Records for the task:
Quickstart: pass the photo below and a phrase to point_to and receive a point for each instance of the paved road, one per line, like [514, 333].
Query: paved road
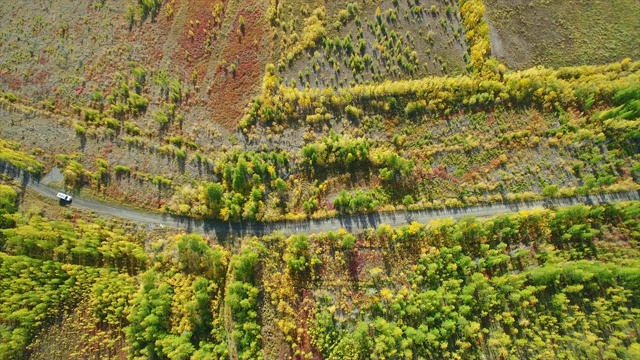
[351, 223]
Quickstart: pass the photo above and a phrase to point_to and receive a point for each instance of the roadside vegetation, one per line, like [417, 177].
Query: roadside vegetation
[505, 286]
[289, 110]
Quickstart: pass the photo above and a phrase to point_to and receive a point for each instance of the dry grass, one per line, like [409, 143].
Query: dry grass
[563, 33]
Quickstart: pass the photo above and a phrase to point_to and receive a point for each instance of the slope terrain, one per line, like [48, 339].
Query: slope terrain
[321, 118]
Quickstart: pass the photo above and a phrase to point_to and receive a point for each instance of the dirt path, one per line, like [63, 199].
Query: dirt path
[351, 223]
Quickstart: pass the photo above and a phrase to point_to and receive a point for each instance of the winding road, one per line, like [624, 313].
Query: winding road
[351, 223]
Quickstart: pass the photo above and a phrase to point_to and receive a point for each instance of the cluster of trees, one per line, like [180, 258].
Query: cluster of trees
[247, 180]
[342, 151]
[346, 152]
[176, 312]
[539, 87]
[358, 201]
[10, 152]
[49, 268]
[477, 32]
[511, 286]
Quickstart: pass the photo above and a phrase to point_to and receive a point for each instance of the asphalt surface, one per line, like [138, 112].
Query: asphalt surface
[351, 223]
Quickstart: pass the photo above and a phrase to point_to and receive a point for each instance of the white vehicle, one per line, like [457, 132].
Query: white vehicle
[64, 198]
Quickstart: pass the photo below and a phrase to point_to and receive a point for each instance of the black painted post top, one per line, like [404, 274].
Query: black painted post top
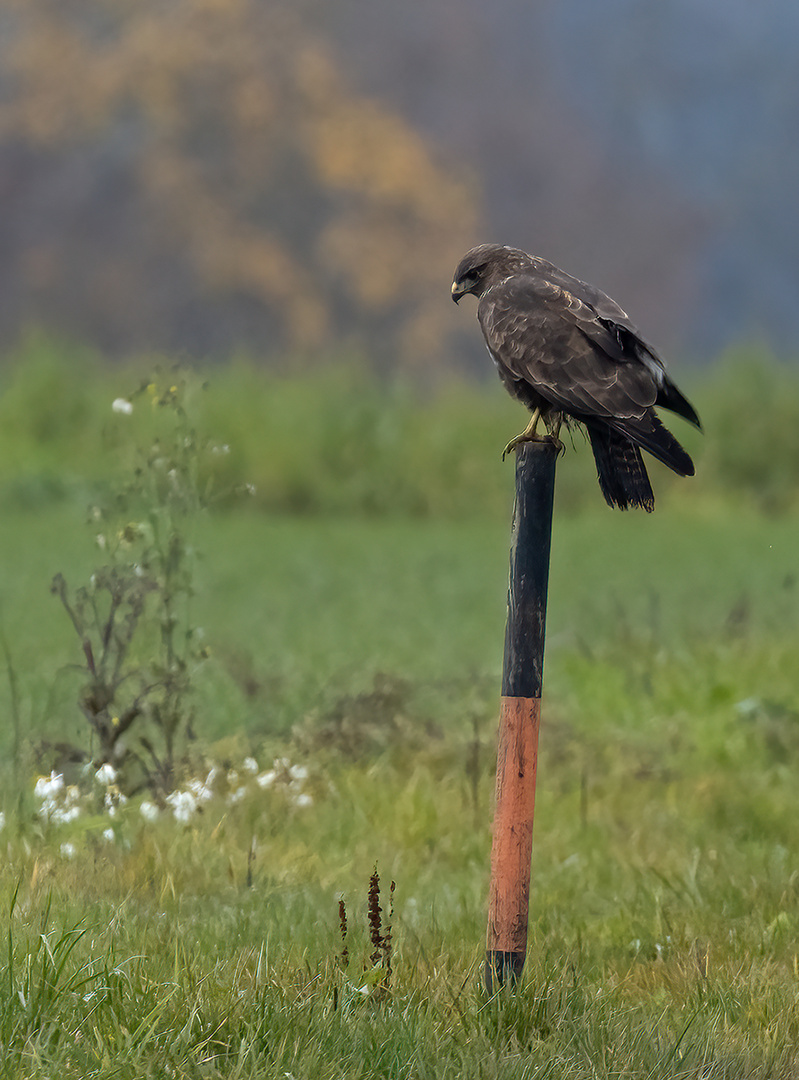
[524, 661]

==

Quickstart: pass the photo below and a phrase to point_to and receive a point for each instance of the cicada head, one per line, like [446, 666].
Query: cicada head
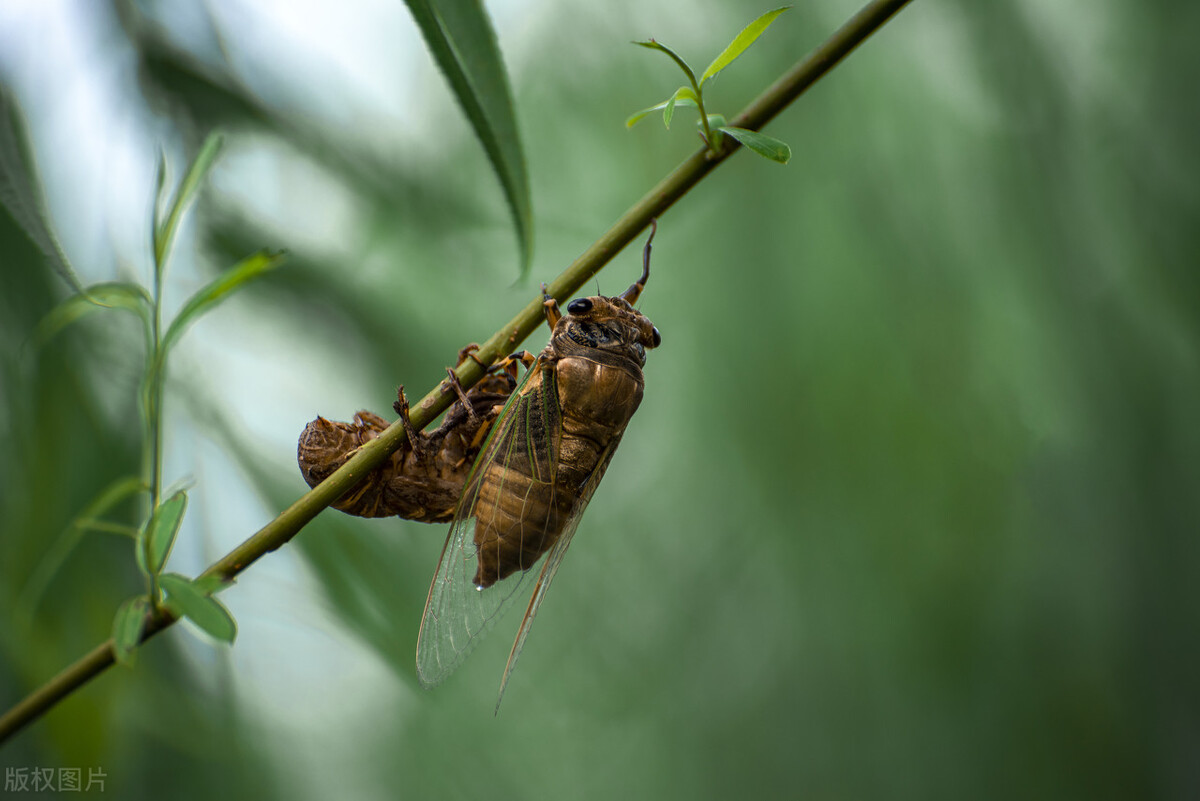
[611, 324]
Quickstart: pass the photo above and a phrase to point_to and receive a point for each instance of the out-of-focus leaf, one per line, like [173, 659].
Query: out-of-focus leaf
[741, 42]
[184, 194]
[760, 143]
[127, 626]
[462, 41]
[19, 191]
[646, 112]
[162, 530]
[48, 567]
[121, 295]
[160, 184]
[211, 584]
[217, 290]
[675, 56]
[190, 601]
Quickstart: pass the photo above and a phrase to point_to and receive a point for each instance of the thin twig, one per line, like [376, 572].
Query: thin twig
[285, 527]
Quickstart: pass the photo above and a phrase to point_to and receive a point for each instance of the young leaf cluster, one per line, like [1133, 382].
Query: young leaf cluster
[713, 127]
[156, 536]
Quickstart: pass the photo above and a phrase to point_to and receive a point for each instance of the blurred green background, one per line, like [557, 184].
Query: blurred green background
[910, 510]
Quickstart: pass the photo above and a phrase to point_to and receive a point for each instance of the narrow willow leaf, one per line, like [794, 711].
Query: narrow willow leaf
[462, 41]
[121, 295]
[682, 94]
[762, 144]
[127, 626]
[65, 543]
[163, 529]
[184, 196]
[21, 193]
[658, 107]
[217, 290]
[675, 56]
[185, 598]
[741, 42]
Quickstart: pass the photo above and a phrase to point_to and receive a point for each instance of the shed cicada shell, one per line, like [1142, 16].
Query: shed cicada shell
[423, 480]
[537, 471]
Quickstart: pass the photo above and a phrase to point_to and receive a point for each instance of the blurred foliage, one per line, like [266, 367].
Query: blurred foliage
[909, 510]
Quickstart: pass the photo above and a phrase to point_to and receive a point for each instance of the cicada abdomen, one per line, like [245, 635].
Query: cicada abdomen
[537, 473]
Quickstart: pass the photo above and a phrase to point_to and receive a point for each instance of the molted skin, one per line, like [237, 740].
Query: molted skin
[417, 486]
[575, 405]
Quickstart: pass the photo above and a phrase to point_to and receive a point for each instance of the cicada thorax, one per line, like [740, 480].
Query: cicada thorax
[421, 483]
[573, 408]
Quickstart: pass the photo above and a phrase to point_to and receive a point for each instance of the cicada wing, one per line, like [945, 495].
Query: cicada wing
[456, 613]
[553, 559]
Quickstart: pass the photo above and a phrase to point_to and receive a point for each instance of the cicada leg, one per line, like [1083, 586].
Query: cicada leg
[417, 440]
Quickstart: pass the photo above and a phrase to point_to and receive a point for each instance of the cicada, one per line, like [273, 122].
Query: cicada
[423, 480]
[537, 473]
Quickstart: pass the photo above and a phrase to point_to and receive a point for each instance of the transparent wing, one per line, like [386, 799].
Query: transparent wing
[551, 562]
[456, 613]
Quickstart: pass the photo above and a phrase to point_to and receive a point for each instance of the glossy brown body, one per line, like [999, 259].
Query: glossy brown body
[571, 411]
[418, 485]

Task directions:
Pick out every line of the items above that contains the word "head", matching case exactly, and copy each one.

Reply:
Quickstart: pass the photo below and a phrase to point_to and receive a point for each instance of the cicada head, one per line, like [446, 666].
Query: cicada head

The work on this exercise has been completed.